- Texto para revisar -
───
Existe una bibliografía muy amplia sobre el llamado problema del experto, en la cual se realizan pruebas empíricas a especialistas para verificar su actuación. Pero parece que al principio resulta confusa. Por un lado, algunos investigadores que tratan de desacreditar a los expertos, como Paul Meehl y Robyn Dawes, demuestran que el «experto» es lo más parecido al fraude: no rinde mejor que el ordenador que utilice un único sistema métrico, pues su intuición se entromete en el camino y le ciega. (Como ejemplo de ordenador que usa un único sistema métrico, la ratio de activos líquidos sobre la deuda funciona mejor que la mayoría de los analistas de crédito.) Por otro lado, hay una abundante literatura en que se demuestra que muchas personas pueden ganar al ordenador gracias a la intuición. ¿Quién tiene razón?
───
- Datos para revisar -
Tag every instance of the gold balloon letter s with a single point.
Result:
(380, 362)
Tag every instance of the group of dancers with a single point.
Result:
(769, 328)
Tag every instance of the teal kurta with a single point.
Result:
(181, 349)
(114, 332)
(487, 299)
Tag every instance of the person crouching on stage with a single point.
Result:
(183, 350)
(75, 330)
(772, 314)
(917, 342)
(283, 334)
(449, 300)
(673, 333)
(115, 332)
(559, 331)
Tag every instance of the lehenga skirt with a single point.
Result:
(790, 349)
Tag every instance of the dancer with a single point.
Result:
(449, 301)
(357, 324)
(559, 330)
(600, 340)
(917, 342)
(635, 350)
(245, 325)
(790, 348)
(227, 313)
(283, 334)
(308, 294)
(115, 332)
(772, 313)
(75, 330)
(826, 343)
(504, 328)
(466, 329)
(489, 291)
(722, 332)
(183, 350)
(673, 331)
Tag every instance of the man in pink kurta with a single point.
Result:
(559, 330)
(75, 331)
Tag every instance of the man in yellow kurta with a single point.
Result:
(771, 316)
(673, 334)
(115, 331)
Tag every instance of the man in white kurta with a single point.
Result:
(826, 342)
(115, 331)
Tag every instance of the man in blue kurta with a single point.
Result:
───
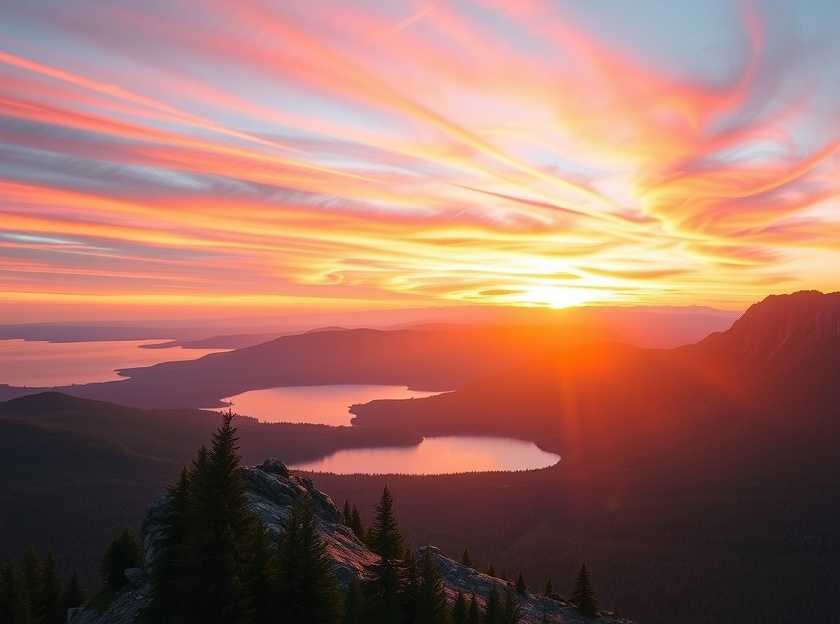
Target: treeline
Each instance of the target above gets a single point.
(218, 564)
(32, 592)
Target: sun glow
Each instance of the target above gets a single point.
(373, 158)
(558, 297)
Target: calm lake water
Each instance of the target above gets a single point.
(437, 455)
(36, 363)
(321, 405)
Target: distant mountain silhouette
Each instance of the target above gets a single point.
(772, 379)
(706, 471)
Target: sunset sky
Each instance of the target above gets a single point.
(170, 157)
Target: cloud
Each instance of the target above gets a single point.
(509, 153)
───
- Conjunto de tareas -
**1)** Indique si cada afirmación concuerda con el texto sobre el problema del experto, respondiendo sí o no y citando literalmente las palabras del texto que lo deciden.
(a) Meehl y Dawes sostienen que el experto rinde mejor que el ordenador.
(b) La ratio de activos líquidos sobre la deuda funciona mejor que la mayoría de los analistas de crédito.
(c) La bibliografía sobre el problema del experto es escasa.
**2)** Responda brevemente, según el texto sobre el problema del experto:
(a) ¿Qué se realiza a los especialistas en la bibliografía sobre el problema del experto?
(b) Según Meehl y Dawes, ¿qué se entromete en el camino del experto y le ciega?
(c) ¿Con qué pregunta termina el texto?

- Respuestas del ejercicio -
**1)**
(a) No: «no rinde mejor que el ordenador que utilice un único sistema métrico»
(b) Sí: «la ratio de activos líquidos sobre la deuda funciona mejor que la mayoría de los analistas de crédito»
(c) No: «Existe una bibliografía muy amplia sobre el llamado problema del experto»

**2)**
(a) Pruebas empíricas para verificar su actuación.
(b) Su intuición.
(c) «¿Quién tiene razón?»